Referring expression data
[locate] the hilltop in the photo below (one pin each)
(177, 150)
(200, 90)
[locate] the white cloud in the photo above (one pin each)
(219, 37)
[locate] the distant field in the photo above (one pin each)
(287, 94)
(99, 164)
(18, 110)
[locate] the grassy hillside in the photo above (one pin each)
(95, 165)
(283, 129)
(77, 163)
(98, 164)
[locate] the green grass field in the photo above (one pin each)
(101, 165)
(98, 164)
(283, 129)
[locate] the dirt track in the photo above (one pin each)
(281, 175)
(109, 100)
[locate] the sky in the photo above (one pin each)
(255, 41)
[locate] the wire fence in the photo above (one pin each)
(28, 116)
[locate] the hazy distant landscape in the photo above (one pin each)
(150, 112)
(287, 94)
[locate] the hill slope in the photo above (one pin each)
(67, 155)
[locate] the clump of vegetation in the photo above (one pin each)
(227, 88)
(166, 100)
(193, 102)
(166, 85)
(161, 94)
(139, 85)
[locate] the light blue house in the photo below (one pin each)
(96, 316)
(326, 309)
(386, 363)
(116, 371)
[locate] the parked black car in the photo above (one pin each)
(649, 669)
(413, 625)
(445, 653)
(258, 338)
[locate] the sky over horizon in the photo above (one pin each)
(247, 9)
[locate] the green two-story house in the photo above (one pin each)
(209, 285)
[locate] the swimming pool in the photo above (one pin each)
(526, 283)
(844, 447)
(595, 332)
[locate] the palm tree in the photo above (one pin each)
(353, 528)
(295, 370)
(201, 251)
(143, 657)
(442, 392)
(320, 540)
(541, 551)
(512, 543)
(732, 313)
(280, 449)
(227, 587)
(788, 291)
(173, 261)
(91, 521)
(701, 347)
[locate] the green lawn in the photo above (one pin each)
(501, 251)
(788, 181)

#### [Task instructions]
Output the lines from the one with "[locate] the sky over" through the end of the records above, exactly, including both ends, and nothing besides.

#### [Solution to the problem]
[locate] the sky over horizon in the photo above (one pin each)
(247, 9)
[locate] the green two-story house in the photo above (one pin each)
(209, 285)
[locate] the swimming pool in the photo above (one pin each)
(526, 283)
(844, 447)
(595, 332)
[locate] the palm tree in the photo above (one pin each)
(353, 528)
(295, 370)
(201, 251)
(143, 657)
(442, 392)
(320, 540)
(541, 551)
(512, 543)
(732, 313)
(280, 449)
(227, 587)
(788, 291)
(173, 261)
(91, 521)
(701, 347)
[locate] the green lawn in the photo above (one pin each)
(501, 251)
(788, 181)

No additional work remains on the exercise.